**** Source records ****
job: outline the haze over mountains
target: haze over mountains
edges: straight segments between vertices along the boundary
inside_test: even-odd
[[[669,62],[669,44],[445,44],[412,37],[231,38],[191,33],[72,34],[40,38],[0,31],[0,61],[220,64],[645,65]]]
****
What to work on – Reproduce the listing above line for line, leaving every character unchanged.

Worked answer –
job: outline the haze over mountains
target: haze over mountains
edges: straight segments between vertices along the boundary
inside_test: even-odd
[[[669,62],[669,44],[445,44],[412,37],[231,38],[191,33],[72,34],[40,38],[0,31],[0,61],[220,64],[645,65]]]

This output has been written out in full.